# Work to do
Can you rewrite each of the records below so that "segmenter" becomes "tool" and everything else stays the same?

# Listed records

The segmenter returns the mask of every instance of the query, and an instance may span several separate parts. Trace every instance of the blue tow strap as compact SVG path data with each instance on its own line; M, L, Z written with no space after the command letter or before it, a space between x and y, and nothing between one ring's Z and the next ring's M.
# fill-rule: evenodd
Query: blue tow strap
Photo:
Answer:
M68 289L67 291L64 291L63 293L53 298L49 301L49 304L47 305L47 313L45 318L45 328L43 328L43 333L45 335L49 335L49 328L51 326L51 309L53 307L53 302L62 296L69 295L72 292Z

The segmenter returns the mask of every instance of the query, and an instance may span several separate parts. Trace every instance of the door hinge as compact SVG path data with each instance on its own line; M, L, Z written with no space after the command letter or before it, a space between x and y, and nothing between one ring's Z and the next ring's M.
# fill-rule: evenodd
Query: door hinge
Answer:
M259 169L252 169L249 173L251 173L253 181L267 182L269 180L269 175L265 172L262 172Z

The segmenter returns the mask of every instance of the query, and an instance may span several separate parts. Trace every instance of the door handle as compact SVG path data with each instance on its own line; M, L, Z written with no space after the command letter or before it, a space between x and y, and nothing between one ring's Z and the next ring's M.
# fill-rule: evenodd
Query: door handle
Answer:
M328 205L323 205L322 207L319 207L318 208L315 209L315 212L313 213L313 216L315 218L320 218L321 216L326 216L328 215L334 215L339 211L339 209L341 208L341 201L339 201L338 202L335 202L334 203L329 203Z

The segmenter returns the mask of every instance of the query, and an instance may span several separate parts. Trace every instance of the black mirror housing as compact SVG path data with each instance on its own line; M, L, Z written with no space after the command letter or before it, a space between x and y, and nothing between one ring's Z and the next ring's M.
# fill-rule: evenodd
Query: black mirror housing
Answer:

# Exercise output
The tool returns the mask of every instance of the query, and an instance may span several separate parts. Trace every instance of the blue tow strap as compact SVG path data with each instance on its own line; M, L, Z written with no space after the command letter or before it, a space between x and y, and nothing between one ring's Z and the next ring's M.
# fill-rule: evenodd
Query: blue tow strap
Photo:
Answer:
M68 289L67 291L64 291L63 293L53 298L49 301L49 304L47 305L47 313L45 318L45 328L43 328L43 333L45 335L49 335L49 328L51 326L51 309L53 307L53 302L62 296L69 295L72 292Z

The tool returns the mask of every instance of the query, and an instance may span several separate parts. Trace every instance of the door hinge as compact SVG path data with each instance on its own line; M, L, Z written with no space after the command letter or before it, a space between x and y, and nothing between one ring's Z and the next ring's M.
# fill-rule: evenodd
Query: door hinge
Answer:
M259 169L252 169L249 173L251 173L253 181L267 182L269 180L269 175L265 172L262 172Z

The tool returns the mask of every instance of the query, and an instance may span several separate parts. Trace every instance of the door handle as compact SVG path data with each instance on its own line; M, L, Z written with no space after the command letter or before it, a space between x and y, and nothing between one ring's Z and the next ring's M.
# fill-rule: evenodd
Query: door handle
Answer:
M328 205L323 205L322 207L319 207L318 208L315 209L315 212L313 213L313 216L315 218L320 218L321 216L326 216L328 215L334 215L339 211L339 209L341 208L341 201L339 201L338 202L335 202L334 203L329 203Z

The tool returns the mask of every instance of the query, and an instance may span several separate parts. Trace every instance of the black mirror housing as compact SVG path data with each instance on its own line; M, L, Z written with no space after the command letter or before it, a space between x and y, and nothing between one ring's Z and the next ring's M.
# fill-rule: evenodd
Query: black mirror housing
Answer:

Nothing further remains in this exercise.